Document section →
━━━━

## Data Snooping, Part 1

### What pitfalls lurk within your database?

Published: Monday, August 6, 2018 - 11:03

Data mining is the foundation for the current fad of “big data.” Today’s software makes it possible to look for all kinds of relationships among the variables contained in a database. But owning a pick and shovel will not do you much good if you do not know the difference between gold and iron pyrite.

When you start rummaging around in a collection of existing data (a database) to discover if you can use some variables to “predict” other variables you are data snooping (known today as data mining). With today’s software we can go snooping in very large databases in an effort to extract useful relationships. However, in the interest of clarity we will use a small data set and do our snooping using nothing more than bivariate linear regression. The issues illustrated here are the same regardless of the size of the data set and regardless of the techniques used to “model the data.”

### Data snooping

The data set consists of five weekly production variables from a chemical plant. Figure 1 shows the data for a baseline of eight weeks of production. We will treat *Y* as our response variable, and see how well the other four variables do in predicting the value for *Y.*

**Figure 1:**

Figure 2 shows the results of four simple regressions using the baseline data. The relationship modeled is shown in the first column. The second column lists the coefficient of determination for each regression equation. These values explain how much of the variation in *Y* can be explained by the regression equation. The third column lists the p-value for the slope term of the regression equation. As always, small p-values indicate regression line slopes that are detectably different from a horizontal line.

Three of the relationships modeled have p-values that are less than the traditional 0.05. Each of these models can explain more than 80 percent of the variation in *Y*. The simple regression of *Y = f(X4)* has a p-value of 0.65, so we conclude that by itself *X4* appears to be useless for predicting the value for *Y*.

━━━━

Records provided →

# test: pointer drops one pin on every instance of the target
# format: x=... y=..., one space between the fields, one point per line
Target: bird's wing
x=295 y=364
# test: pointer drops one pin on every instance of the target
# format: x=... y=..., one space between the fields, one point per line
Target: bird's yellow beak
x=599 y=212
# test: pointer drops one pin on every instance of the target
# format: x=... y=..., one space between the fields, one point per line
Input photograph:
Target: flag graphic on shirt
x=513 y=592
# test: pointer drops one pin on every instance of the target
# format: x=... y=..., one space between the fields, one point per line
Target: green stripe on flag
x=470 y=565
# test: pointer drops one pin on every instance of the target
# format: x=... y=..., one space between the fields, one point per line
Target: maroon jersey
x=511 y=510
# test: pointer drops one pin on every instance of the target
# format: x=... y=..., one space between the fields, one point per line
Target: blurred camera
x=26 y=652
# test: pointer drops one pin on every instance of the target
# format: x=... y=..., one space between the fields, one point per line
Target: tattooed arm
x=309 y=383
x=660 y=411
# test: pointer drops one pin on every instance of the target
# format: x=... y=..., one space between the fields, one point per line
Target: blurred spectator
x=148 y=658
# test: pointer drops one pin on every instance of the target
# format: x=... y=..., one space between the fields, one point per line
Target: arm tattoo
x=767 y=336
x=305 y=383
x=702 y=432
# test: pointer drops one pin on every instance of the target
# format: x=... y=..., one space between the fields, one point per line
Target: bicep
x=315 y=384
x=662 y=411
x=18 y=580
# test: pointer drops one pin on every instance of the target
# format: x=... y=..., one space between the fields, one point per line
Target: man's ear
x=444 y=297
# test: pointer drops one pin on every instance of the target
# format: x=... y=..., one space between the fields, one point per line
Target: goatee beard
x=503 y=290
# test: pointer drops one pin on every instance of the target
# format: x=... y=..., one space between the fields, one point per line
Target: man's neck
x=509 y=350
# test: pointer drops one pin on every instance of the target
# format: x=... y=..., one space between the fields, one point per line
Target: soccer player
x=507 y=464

━━━━

Short exercise 1 → In the data snooping article, change "pick and shovel" to "metal detector" and give the passage from "## Data Snooping, Part" to "and iron pyrite." again.
Short exercise 2 → Format the lines of the listing from its start to the line with "x=599 y=212", both included, as a JSON list of strings with one string per line and blank lines omitted.

Exercise solution 1 →
## Data Snooping, Part 1

### What pitfalls lurk within your database?

Published: Monday, August 6, 2018 - 11:03

Data mining is the foundation for the current fad of “big data.” Today’s software makes it possible to look for all kinds of relationships among the variables contained in a database. But owning a metal detector will not do you much good if you do not know the difference between gold and iron pyrite.

Exercise solution 2 →
[
  "# test: pointer drops one pin on every instance of the target",
  "# format: x=... y=..., one space between the fields, one point per line",
  "Target: bird's wing",
  "x=295 y=364",
  "# test: pointer drops one pin on every instance of the target",
  "# format: x=... y=..., one space between the fields, one point per line",
  "Target: bird's yellow beak",
  "x=599 y=212"
]